• Text excerpt:
========

AMLO - Would live amongst the masses
MEXICO CITY — Should the populist candidate win Sunday’s election, he would trade in the posh presidential residence for the storied National Palace downtown that would bring him closer to everyday people.
For now, it’s completely surrounded by people yelling — without end.
Some of them wield cleavers in their hands, while other vendors offer anything from metal rattlesnake eggs to toy mice — all sold under a constant vocal drone formed by the mixture of hundreds of low and high-pitched offers.
On the edge of the central plaza, the National Palace borders the beating heart of this city, which is what presidential candidate Andrés Manuel López Obrador of the Democratic Revolution Party wants to be close to.
“This is where he should be, rather than so far way,” said José Torres, 40, standing next to a child sleeping on the sidewalk while he hawked small toy cars — two for about 40 cents — and umbrellas.
If López Obrador wins, he has said he’d move into the enormous palace, rather than the ritzy Los Pinos, the presidential residence since 1935 that sits at a distance from civilization in a buffer of fenced-in green space.
The vow is a symbol of his campaign, a way to show he wants to be close to everyday Mexicans rather than the upper echelons of the rich. Famed Mexican muralist Diego Rivera extensively portrayed the historic struggle between classes, which still is rampant today, on several walls of the stone palace, including a corrupt church, government and military.
The potential move has drawn mixed reaction.
“It could be done, there is space, but logistically it wouldn’t be recommended,” said Jaime Bourges, a manager of a museum inside the palace that honors former president Benito Juárez, among the last presidents to live among the tall archways; he also died there in 1872.

========

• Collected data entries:

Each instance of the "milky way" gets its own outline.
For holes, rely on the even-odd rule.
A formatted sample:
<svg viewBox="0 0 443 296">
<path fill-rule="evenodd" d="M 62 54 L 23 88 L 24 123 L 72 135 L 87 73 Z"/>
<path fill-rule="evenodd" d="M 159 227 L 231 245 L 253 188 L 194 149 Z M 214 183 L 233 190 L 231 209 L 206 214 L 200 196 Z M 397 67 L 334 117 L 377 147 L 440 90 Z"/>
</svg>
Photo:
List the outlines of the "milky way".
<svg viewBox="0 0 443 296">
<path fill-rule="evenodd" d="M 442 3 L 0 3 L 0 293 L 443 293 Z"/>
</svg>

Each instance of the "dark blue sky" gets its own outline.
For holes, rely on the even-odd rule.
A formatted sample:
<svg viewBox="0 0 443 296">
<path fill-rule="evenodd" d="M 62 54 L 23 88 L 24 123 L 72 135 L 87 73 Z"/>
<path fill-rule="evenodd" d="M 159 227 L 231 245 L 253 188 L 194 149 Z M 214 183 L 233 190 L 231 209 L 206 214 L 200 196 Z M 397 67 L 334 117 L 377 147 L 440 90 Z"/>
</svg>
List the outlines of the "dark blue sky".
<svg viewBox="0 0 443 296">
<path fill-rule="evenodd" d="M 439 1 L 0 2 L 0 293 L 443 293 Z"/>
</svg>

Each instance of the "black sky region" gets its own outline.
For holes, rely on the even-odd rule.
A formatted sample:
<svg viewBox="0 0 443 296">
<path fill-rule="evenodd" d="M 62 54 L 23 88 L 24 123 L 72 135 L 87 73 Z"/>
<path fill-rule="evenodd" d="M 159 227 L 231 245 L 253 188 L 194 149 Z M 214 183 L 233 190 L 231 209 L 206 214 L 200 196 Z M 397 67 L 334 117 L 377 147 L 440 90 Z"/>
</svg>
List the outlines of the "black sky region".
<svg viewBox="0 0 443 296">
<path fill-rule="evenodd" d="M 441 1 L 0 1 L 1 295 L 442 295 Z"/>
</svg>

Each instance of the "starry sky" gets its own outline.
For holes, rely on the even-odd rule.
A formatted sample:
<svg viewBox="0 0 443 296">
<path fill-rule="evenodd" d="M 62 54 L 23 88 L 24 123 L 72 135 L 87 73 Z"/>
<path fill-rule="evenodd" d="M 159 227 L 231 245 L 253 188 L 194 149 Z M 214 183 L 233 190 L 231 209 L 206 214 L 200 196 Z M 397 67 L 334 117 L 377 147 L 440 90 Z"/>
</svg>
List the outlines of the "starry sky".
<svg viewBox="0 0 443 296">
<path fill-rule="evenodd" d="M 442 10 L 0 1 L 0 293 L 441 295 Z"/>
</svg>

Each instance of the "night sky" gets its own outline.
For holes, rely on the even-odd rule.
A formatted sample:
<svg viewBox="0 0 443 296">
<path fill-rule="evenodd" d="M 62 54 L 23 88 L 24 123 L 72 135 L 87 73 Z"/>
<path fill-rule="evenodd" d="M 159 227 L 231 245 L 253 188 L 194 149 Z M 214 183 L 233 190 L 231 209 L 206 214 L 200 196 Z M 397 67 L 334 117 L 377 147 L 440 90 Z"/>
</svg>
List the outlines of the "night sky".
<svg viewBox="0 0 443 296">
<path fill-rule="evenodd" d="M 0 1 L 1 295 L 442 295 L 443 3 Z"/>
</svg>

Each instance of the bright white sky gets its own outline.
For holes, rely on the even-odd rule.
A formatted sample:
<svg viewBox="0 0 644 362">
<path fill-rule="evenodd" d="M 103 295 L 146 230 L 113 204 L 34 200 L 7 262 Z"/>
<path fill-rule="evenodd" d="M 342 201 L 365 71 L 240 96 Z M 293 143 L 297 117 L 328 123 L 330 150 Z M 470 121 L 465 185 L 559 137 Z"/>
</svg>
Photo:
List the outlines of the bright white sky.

========

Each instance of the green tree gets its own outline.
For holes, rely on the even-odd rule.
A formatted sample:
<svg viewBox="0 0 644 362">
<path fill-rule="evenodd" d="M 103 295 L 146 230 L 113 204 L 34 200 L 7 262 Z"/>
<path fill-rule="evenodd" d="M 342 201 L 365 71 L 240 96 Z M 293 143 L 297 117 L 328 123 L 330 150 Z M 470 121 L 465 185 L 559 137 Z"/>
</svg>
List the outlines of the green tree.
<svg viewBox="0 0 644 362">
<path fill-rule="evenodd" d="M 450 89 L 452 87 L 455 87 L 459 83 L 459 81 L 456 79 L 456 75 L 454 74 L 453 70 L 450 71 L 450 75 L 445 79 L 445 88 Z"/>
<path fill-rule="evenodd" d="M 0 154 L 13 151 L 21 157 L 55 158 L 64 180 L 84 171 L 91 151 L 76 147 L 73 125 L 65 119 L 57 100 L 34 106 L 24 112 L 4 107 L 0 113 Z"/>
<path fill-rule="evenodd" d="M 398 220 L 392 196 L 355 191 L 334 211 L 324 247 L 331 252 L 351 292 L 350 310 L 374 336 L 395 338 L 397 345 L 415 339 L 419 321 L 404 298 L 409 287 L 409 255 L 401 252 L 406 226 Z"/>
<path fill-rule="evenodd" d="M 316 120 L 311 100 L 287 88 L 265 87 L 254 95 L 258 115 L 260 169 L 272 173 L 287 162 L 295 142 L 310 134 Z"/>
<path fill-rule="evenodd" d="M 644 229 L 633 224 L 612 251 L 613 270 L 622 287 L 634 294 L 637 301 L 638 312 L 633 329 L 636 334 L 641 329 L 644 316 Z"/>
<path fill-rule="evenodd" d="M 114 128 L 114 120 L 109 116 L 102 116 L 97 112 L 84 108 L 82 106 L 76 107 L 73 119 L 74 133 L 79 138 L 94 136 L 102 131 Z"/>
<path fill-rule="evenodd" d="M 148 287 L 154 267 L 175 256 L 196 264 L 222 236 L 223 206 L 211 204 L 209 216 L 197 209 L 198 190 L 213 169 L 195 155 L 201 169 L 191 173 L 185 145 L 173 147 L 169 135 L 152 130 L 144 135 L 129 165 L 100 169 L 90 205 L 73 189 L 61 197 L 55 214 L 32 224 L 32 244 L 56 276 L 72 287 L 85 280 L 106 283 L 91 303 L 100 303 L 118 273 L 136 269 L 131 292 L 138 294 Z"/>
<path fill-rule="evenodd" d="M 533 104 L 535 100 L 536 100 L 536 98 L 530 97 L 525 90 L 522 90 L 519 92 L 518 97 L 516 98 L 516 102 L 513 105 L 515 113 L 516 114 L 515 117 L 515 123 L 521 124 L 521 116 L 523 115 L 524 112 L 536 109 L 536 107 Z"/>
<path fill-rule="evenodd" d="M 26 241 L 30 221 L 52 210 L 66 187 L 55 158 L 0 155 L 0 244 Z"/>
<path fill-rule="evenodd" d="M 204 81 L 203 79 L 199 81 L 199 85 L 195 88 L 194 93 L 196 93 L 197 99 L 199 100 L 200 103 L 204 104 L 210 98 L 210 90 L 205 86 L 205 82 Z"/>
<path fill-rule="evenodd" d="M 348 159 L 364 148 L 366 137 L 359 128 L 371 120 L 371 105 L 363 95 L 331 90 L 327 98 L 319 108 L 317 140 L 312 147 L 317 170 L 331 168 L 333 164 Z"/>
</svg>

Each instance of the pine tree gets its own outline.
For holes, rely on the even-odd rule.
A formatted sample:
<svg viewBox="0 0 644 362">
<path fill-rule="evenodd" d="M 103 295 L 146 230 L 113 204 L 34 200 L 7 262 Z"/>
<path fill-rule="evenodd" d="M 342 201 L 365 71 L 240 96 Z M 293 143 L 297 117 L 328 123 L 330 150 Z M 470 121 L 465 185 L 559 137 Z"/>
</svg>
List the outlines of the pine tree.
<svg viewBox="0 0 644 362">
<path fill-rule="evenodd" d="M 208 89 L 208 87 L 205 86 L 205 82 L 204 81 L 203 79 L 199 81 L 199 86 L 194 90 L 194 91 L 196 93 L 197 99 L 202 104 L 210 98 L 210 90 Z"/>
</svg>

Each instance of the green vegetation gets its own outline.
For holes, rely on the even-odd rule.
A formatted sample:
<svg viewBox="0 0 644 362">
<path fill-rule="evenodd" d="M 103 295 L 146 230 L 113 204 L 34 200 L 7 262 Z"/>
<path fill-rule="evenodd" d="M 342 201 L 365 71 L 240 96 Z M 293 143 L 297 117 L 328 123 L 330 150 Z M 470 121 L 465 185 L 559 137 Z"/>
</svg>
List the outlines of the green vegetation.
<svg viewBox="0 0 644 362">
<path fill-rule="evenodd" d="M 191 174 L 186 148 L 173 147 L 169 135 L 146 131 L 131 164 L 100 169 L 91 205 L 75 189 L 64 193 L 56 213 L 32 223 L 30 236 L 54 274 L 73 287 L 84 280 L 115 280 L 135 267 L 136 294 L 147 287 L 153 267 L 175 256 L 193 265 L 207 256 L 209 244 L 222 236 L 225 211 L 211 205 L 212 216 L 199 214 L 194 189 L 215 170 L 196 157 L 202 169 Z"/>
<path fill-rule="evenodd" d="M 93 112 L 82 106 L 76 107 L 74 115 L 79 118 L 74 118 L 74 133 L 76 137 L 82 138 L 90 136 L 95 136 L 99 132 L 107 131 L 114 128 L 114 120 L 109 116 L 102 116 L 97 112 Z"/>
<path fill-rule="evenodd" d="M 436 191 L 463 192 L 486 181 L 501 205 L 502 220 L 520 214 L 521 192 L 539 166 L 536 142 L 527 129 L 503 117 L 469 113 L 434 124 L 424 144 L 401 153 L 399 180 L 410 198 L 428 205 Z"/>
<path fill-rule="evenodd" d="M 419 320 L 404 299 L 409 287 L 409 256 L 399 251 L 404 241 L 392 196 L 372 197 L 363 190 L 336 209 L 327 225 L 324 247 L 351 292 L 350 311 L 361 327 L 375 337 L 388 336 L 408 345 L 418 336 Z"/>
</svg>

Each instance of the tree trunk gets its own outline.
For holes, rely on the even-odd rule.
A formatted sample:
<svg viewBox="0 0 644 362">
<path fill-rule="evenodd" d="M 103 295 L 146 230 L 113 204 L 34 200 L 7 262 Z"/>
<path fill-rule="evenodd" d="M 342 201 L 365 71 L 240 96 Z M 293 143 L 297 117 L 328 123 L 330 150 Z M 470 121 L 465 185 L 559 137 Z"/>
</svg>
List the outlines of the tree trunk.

========

• What you will do:
**1)** Reproduce the stretch of the National Palace article from "If López Obrador" through "drawn mixed reaction.".
**2)** List every person named in the National Palace article.

• List of answers:
**1)**
If López Obrador wins, he has said he’d move into the enormous palace, rather than the ritzy Los Pinos, the presidential residence since 1935 that sits at a distance from civilization in a buffer of fenced-in green space.
The vow is a symbol of his campaign, a way to show he wants to be close to everyday Mexicans rather than the upper echelons of the rich. Famed Mexican muralist Diego Rivera extensively portrayed the historic struggle between classes, which still is rampant today, on several walls of the stone palace, including a corrupt church, government and military.
The potential move has drawn mixed reaction.

**2)**
Andrés Manuel López Obrador
José Torres
Diego Rivera
Jaime Bourges
Benito Juárez